▶ Text for analysis:
+ + + + + + +

I’d barely left Inverness before I found a tick in my leg. I’d never had a tick before but I know about them, mainly that there is a risk of disease with any blood-sucking mite. I panicked and phoned everyone I knew, including two doctor friends and my doctor sister, to find out what I should do. I settled down with my tweezers to remove it but the head snapped off. Now, every article I’d read on tick bites are very clear that you should NOT LET THE HEAD SNAP OFF. But none of them tells you what to do if the head does, in fact, snap off. Between finding a GP and pharmacist who could tell me what to do, buying some magnesium sulphate cream to draw the head out (which didn’t work, by the way), and plastering the thing up, it was gone lunchtime by the time time I left Dingwall. My dream of reaching John O’ Groats by Saturday evening (and having a pint with the boys) was slipping further from my grasp.
So, that was the moment I decided that, for once, I wouldn’t have a plan. I always have a plan, whether that be a booked event or a pre-determined route or booked accommodation. So, this time, I wouldn’t. I had a day in hand. Why not use it?
So I set off, calm, relaxed (apart from the underlying panic that I’d just contracted Lyme’s disease), and without concern for miles or hours. There followed two absolutely wonderful days of cycling. From the top of a long pass north of Dingwall I saw the sea; the first glimpse since leaving it at Exmouth. I watched salmon leap in a waterfall at the Falls of Shin. I rode through deserted mountainous landscapes where sheep were more plentiful than cars. I crossed Strathnaver, a barren yet richly historical landscape which had once housed a huge population before they were booted out by the Lords in the Highland Clearances. I swam in the sea at Bettyhill, bobbing amongst the surfers and being drenched by the breakers as they crashed over my head. I traversed the incredible coastline of northern Scotland, the ever-present skyline of peaks a dramatic backdrop to the snaking road as it ascended and descended, ascended and descended all the way to Thurso. I pitched my tent for the final time under the light of the full moon and listened to the waves of Thurso Bay lulling me to sleep.

+ + + + + + +

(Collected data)

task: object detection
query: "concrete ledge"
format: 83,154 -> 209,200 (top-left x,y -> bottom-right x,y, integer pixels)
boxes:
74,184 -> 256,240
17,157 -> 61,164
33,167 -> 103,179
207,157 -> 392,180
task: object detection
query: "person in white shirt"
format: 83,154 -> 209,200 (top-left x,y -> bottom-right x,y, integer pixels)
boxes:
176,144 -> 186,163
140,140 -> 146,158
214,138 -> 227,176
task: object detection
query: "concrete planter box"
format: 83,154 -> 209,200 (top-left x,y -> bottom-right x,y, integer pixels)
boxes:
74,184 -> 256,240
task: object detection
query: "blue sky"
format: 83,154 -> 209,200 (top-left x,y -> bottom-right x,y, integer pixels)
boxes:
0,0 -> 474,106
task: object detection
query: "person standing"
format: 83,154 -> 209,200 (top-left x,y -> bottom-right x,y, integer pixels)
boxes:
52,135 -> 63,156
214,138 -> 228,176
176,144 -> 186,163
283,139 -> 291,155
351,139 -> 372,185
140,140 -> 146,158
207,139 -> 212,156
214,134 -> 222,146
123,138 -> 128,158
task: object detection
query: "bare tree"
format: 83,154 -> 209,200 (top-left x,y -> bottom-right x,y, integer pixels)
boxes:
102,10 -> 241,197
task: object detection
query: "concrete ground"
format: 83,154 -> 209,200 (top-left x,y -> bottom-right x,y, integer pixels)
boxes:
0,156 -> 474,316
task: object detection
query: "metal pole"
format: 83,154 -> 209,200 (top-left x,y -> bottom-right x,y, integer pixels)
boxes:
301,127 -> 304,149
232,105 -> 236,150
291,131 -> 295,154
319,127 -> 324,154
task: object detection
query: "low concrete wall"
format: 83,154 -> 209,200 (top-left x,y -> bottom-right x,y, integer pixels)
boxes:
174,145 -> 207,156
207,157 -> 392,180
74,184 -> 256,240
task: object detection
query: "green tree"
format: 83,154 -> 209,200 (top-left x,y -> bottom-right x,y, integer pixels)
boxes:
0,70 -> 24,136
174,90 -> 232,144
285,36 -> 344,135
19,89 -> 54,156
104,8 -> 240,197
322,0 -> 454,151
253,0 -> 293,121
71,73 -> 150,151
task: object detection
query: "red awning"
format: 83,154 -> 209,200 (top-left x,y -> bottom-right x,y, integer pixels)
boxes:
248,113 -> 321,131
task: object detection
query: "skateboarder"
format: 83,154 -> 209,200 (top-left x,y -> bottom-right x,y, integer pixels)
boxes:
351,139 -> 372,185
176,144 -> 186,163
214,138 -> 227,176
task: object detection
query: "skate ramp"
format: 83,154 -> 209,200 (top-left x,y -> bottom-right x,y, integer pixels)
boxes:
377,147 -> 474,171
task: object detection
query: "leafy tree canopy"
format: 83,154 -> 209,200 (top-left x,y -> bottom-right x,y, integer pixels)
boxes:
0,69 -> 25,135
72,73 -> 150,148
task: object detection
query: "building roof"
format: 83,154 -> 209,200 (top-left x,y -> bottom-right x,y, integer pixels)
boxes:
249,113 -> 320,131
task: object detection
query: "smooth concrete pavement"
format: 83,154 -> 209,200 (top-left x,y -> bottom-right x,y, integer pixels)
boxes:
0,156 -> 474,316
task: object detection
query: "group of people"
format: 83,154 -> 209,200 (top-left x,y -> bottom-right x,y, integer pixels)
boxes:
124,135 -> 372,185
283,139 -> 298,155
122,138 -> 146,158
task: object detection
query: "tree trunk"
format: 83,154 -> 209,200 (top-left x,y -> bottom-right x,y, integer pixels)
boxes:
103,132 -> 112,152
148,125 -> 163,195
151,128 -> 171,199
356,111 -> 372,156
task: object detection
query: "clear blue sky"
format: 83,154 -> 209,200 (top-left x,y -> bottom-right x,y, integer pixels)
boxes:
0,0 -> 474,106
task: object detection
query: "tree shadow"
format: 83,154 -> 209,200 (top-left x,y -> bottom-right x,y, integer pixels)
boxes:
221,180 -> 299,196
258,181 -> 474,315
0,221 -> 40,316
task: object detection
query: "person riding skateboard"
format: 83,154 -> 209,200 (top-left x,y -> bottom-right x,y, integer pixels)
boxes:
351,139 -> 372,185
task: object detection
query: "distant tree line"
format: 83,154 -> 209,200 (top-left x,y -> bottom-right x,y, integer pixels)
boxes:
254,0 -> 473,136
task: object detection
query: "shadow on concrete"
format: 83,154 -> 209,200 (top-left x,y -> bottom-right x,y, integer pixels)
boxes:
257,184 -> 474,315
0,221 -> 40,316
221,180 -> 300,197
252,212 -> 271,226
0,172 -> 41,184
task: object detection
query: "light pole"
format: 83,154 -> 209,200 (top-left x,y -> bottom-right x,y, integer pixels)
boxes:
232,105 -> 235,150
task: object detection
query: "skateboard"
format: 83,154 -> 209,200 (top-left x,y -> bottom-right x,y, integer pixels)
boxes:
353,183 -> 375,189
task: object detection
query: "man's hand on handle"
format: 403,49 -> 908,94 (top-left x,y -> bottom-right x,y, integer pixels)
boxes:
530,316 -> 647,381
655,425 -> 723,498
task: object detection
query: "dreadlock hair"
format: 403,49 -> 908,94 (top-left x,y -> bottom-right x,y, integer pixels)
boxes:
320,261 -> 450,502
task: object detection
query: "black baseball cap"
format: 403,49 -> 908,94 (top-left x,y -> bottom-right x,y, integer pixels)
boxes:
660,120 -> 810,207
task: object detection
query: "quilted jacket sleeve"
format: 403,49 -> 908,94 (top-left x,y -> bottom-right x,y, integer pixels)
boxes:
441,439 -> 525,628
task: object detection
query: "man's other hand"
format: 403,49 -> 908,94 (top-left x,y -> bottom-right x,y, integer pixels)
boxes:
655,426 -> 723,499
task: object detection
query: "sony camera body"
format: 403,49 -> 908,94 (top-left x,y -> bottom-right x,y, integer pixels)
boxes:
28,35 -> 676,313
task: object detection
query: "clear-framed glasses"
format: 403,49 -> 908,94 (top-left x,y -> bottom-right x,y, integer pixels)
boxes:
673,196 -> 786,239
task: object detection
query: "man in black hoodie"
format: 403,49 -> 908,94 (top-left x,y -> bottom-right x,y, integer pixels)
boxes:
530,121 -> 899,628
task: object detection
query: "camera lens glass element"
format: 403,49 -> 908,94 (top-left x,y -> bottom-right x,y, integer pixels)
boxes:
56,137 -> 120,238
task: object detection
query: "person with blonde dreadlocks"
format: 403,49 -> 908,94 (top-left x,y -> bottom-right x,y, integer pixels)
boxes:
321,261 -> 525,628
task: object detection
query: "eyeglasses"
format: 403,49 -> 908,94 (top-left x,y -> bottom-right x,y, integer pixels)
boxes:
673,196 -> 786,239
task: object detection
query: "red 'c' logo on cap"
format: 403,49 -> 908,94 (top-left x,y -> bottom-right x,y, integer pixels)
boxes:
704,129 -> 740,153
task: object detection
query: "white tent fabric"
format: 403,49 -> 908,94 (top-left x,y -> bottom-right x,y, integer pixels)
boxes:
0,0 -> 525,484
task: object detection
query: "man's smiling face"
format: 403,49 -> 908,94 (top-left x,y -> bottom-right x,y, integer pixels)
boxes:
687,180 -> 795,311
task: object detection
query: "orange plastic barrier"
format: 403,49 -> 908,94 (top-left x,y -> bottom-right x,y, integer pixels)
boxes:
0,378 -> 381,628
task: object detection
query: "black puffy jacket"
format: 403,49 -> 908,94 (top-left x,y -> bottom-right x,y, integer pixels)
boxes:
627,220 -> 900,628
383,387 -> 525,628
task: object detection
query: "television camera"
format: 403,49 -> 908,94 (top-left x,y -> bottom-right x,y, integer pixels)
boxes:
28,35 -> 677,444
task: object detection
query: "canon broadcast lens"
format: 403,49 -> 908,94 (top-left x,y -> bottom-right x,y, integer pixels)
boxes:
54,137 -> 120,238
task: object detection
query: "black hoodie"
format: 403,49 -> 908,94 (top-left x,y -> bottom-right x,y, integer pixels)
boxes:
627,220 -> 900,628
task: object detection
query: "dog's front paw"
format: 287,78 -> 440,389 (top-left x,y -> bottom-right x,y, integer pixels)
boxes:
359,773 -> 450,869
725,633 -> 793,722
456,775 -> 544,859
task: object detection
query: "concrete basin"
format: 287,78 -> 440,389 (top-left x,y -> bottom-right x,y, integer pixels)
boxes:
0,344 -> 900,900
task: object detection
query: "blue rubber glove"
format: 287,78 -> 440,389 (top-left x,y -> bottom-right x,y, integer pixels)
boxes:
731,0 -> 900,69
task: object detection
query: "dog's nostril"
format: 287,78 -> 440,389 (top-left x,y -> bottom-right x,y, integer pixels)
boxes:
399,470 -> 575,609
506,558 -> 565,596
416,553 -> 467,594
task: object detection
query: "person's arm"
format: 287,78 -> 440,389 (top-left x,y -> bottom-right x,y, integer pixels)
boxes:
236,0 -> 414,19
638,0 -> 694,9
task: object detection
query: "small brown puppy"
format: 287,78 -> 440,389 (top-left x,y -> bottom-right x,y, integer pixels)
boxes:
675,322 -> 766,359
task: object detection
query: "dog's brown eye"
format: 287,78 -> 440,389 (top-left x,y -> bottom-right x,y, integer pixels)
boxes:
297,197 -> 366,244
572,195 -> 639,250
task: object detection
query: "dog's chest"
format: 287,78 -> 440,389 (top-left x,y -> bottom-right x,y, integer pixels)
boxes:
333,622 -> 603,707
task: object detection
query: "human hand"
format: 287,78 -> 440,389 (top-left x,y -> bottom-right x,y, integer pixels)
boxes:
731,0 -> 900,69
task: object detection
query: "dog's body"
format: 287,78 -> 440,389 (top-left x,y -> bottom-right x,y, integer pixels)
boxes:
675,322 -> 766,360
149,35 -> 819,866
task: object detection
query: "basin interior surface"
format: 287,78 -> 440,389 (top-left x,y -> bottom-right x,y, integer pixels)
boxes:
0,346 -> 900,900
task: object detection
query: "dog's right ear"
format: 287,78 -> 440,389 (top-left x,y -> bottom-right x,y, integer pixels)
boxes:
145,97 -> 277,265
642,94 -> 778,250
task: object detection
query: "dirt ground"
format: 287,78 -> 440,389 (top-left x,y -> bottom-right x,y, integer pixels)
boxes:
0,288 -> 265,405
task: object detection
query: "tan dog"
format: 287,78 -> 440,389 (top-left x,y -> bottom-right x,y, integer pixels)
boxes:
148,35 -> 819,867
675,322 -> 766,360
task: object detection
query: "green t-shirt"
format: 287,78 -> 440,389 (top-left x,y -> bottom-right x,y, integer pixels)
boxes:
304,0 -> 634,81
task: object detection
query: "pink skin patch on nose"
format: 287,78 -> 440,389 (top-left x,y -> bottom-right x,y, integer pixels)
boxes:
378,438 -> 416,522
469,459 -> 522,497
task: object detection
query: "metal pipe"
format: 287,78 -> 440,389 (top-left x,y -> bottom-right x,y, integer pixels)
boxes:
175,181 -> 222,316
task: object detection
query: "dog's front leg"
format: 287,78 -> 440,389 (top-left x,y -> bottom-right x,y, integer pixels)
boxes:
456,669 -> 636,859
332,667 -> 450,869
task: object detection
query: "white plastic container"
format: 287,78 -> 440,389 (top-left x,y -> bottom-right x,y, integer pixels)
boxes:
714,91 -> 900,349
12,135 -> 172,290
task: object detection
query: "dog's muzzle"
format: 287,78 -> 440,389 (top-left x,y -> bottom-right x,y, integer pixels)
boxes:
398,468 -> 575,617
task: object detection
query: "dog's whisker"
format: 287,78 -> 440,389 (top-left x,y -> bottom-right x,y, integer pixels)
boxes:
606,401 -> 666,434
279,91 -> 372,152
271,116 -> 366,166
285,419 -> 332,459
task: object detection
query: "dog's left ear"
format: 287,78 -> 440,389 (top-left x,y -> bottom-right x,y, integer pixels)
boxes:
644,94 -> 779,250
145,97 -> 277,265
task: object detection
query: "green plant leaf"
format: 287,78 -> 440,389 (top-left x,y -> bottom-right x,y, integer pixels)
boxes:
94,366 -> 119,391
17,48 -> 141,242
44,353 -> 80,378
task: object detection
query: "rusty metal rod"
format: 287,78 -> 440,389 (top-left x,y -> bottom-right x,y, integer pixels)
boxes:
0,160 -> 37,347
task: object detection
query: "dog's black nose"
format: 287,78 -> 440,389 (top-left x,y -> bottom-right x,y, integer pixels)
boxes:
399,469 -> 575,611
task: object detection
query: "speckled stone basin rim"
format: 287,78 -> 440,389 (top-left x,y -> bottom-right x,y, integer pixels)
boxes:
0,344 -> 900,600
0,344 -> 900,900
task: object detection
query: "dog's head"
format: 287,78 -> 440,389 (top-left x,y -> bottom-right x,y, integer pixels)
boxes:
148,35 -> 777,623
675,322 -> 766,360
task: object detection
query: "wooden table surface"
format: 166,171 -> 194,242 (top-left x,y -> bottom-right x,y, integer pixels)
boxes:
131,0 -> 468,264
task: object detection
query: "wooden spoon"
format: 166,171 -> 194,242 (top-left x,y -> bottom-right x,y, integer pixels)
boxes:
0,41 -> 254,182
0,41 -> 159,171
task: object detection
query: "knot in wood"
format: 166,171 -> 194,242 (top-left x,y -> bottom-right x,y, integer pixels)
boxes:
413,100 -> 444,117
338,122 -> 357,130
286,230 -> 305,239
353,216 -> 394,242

+ + + + + + +

▶ Exercise prompt: Copy out the account above of cycling from Inverness to Thurso, word for word and in full.

▶ Answer box:
I’d barely left Inverness before I found a tick in my leg. I’d never had a tick before but I know about them, mainly that there is a risk of disease with any blood-sucking mite. I panicked and phoned everyone I knew, including two doctor friends and my doctor sister, to find out what I should do. I settled down with my tweezers to remove it but the head snapped off. Now, every article I’d read on tick bites are very clear that you should NOT LET THE HEAD SNAP OFF. But none of them tells you what to do if the head does, in fact, snap off. Between finding a GP and pharmacist who could tell me what to do, buying some magnesium sulphate cream to draw the head out (which didn’t work, by the way), and plastering the thing up, it was gone lunchtime by the time time I left Dingwall. My dream of reaching John O’ Groats by Saturday evening (and having a pint with the boys) was slipping further from my grasp.
So, that was the moment I decided that, for once, I wouldn’t have a plan. I always have a plan, whether that be a booked event or a pre-determined route or booked accommodation. So, this time, I wouldn’t. I had a day in hand. Why not use it?
So I set off, calm, relaxed (apart from the underlying panic that I’d just contracted Lyme’s disease), and without concern for miles or hours. There followed two absolutely wonderful days of cycling. From the top of a long pass north of Dingwall I saw the sea; the first glimpse since leaving it at Exmouth. I watched salmon leap in a waterfall at the Falls of Shin. I rode through deserted mountainous landscapes where sheep were more plentiful than cars. I crossed Strathnaver, a barren yet richly historical landscape which had once housed a huge population before they were booted out by the Lords in the Highland Clearances. I swam in the sea at Bettyhill, bobbing amongst the surfers and being drenched by the breakers as they crashed over my head. I traversed the incredible coastline of northern Scotland, the ever-present skyline of peaks a dramatic backdrop to the snaking road as it ascended and descended, ascended and descended all the way to Thurso. I pitched my tent for the final time under the light of the full moon and listened to the waves of Thurso Bay lulling me to sleep.